### [EXERCISES]
A. Answer these questions about the Krzysztof Kieślowski post below, one per line:
(i) Who photographed Kieślowski during the making of the Three Colors trilogy?
(ii) Since what year has the exhibition Remembering Krzysztof been touring the world?
(iii) What shot does Kieślowski explain in the first lesson?
B. Pick up the Krzysztof Kieślowski post below after its final sentence and continue writing it.

### [ARTICLE]
A Gun A Body A Friend

  • cinephiliabeyond:

    Krzysztof Kieślowski photographed by Piotr Jaxa during the making of the Three Colors trilogy, courtesy of strangewood. Following his photographic collaboration with Kieślowski on the set of the film trilogy Blue, White and Red, he prepared an exhibition entitled Remembering Krzysztof  which has been touring the world since 1994.

    Our friends at Mentorless, a brilliant site for independent storytellers and filmmakers, have posted extracts from Dominique Rabourdin‘s Cinema Lessons with Krzysztof Kieślowski. Each video focuses on one specific aspect of one of the trilogy’s films and Kieślowski deconstructs for us the thinking behind his choices. A truly fascinating window into a filmmaker’s mind.

    • LESSON #1: MEANING AND USE OF A CLOSE-UP IN TROIS COULEURS BLEU

    After showing a brief sequence from Trois Couleurs: Bleu, with Juliette Binoche, Krzysztof Kieślowski explains why he decided to insert what can seem like an ordinary shot: the close up of a sugar cube getting soaked with coffee.

### [DATA BLOCK]
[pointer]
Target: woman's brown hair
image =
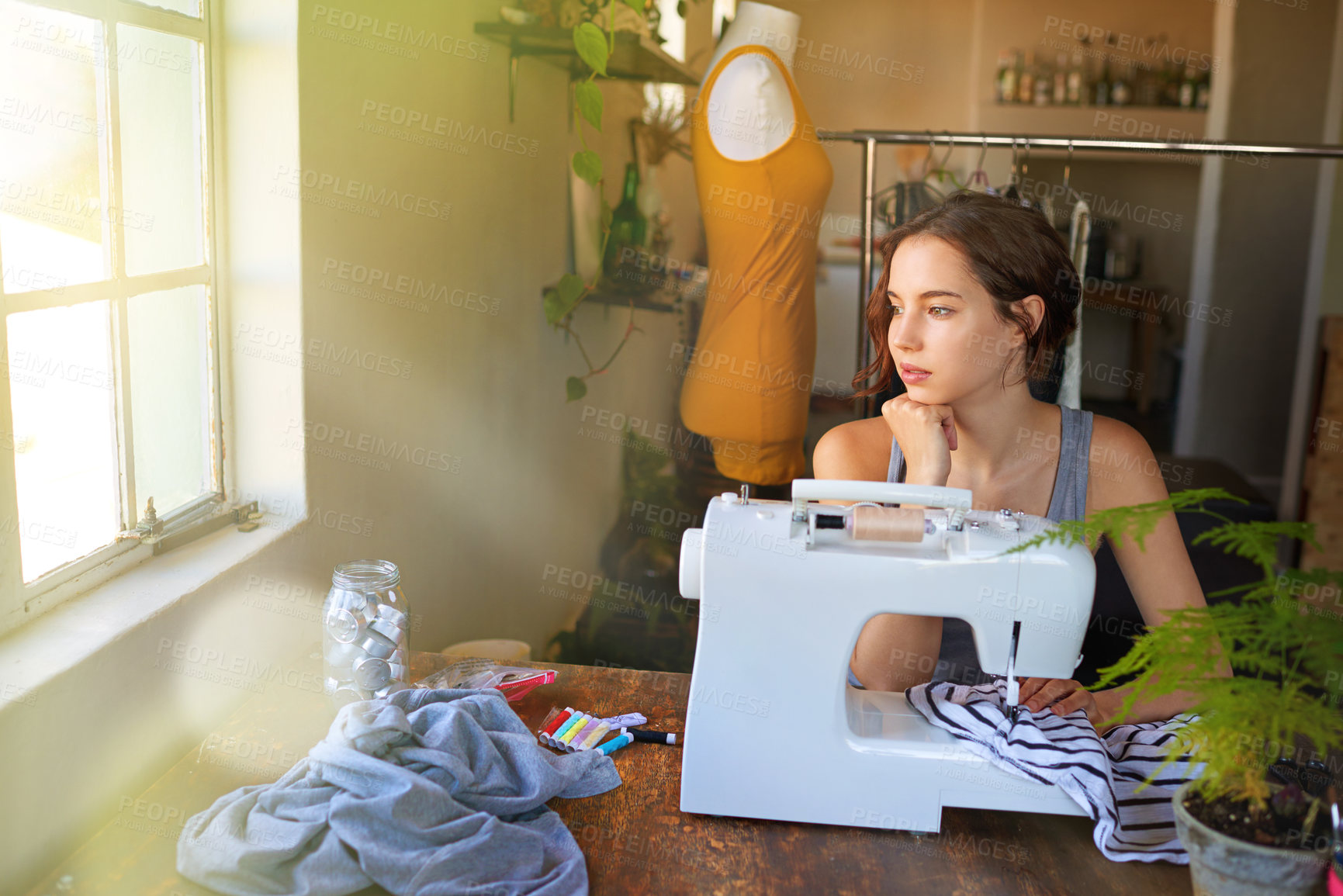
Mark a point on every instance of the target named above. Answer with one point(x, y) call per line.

### [ANSWERS PROVIDED]
A.
(i) Piotr Jaxa
(ii) 1994
(iii) The close-up of a sugar cube getting soaked with coffee

B.
    This is a sugar cube about to fall in the cup of coffee. What does this obsession with close-ups mean? Simply that we’re trying to show the heroine’s world from her point of view, to show that she sees these little things, things that are near her, by focusing on them, in order to demonstrate that the rest doesn’t matter to her. She’s trying to contain, to put a lid on her world and on her immediate environment. There are a few details like this in the movie. We made a very tight shot of the sugar cube sucking up the coffee to show that nothing around her matters to her, not other people, not their business, nor the boy, the man who loves her and went through a great ordeal to find her. She just doesn’t care. Only the sugar cube matters, and she intentionally focuses on it to shut out all the things she doesn’t accept.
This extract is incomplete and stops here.